§ **TASK TO CARRY OUT**: Give every entry again, unchanged, and leave its images out.

§ **AVAILABLE DATA**:

● ● ●

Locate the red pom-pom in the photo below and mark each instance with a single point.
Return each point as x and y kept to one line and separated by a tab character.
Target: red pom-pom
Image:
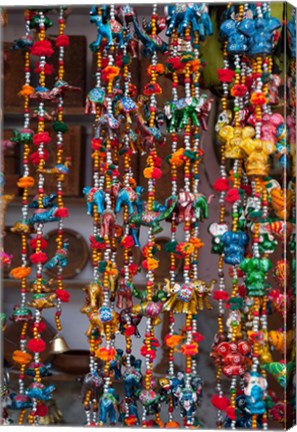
41	410
36	345
41	326
197	337
225	75
242	291
36	157
42	48
96	144
38	257
133	269
239	90
62	212
41	137
232	196
129	330
127	242
220	402
230	412
146	352
247	189
221	185
157	173
48	69
220	295
62	41
42	242
63	295
157	161
96	244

● ● ●

§ **OUTPUT OF THE EXERCISE**:
Locate the red pom-pom in the photo below and mark each instance with a single point.
Return each point as x and y kept to one line and separated by a tab character.
Target: red pom-pom
Image:
41	410
36	345
41	326
197	337
225	75
242	291
36	157
42	48
96	144
38	257
133	269
239	90
62	212
41	137
232	196
129	330
127	242
220	402
230	412
146	352
247	189
221	185
157	173
48	69
220	295
62	41
42	242
63	295
157	161
96	244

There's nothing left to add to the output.